* What the task asks *
List every line from the items below that contains the string "strand", copying each line in full.

* Material *
>>>
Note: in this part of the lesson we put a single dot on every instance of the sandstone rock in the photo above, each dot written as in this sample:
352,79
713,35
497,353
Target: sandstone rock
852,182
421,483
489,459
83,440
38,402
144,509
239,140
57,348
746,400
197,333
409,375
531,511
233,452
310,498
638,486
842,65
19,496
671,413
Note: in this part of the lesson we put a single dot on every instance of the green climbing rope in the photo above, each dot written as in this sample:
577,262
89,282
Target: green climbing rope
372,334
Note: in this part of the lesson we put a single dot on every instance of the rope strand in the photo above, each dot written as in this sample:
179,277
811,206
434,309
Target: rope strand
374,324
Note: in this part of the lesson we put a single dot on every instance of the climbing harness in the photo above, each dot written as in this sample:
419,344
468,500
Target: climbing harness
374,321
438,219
<<<
>>>
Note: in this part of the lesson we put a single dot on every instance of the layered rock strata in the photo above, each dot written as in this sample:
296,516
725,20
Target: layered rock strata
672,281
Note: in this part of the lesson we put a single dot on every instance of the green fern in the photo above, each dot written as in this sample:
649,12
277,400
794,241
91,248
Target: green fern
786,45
<<<
>>>
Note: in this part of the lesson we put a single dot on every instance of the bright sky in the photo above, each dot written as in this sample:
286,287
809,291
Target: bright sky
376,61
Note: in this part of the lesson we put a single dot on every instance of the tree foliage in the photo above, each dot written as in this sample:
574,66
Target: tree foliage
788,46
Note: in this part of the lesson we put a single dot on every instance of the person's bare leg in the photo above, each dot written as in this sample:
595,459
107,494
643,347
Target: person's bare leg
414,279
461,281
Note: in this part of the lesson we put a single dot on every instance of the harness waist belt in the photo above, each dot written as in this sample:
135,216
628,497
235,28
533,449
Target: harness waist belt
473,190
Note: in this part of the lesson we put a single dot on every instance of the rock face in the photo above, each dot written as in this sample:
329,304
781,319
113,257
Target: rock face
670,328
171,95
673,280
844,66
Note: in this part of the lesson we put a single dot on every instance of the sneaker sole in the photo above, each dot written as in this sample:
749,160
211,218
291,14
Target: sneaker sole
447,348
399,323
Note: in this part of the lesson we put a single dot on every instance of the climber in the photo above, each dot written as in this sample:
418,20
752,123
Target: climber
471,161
<<<
* Worked answer *
Note: in this part of the lesson we put a single dot on every instance of the rope strand in the photo above, each dot written as in this sample:
Target: rope strand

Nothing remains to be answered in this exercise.